Lines of data

-- Start --

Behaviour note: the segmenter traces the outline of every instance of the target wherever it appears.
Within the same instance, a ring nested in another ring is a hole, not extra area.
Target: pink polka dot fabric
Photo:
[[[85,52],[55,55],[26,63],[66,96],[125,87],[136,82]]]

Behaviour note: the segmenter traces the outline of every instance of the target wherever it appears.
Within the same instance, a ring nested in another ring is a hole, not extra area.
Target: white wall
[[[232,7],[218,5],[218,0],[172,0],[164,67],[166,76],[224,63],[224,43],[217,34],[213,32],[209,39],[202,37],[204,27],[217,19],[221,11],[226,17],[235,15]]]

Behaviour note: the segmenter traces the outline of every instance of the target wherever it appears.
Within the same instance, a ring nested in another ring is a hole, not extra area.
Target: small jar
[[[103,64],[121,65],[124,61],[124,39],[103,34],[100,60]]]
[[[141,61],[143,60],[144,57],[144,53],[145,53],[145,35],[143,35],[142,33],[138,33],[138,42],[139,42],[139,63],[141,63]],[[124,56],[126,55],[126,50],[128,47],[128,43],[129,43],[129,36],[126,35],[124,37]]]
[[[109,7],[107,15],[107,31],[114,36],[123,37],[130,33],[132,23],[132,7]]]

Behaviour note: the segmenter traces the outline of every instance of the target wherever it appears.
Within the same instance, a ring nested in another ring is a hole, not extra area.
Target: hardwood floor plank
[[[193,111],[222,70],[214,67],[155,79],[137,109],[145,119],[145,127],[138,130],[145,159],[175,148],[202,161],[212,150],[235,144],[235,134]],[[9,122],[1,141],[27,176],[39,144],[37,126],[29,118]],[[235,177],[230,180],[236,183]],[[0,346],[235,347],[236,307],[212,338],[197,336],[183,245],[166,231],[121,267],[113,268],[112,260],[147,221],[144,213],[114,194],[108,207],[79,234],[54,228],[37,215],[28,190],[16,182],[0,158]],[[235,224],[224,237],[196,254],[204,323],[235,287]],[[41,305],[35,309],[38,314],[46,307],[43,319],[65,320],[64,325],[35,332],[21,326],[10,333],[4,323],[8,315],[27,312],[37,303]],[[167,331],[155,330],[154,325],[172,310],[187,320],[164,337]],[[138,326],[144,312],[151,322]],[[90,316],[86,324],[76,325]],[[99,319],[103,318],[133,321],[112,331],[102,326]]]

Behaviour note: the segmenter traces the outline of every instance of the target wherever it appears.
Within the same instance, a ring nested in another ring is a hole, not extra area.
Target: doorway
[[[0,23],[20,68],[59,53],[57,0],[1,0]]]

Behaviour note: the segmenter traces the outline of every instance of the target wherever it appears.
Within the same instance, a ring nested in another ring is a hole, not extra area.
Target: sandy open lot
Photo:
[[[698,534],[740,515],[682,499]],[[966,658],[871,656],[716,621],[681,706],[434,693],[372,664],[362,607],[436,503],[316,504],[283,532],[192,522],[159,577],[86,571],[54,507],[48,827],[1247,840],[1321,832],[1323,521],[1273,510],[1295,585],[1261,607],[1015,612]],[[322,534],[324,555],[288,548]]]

-- End --

> [EXERCISE]: Could you write out the material above again, starting with its first line and going on through the line with "[[[85,52],[55,55],[26,63],[66,96],[125,87],[136,82]]]", offsetting every outline coordinate by 91 and keeping all the other lines unchanged?

> [ANSWER TO THE EXERCISE]:
Behaviour note: the segmenter traces the outline of every instance of the target wherever it appears.
Within the same instance, a ring nested in another ring is a hole, not extra area.
Target: pink polka dot fabric
Photo:
[[[176,143],[146,146],[117,154],[157,187],[216,178],[227,173]]]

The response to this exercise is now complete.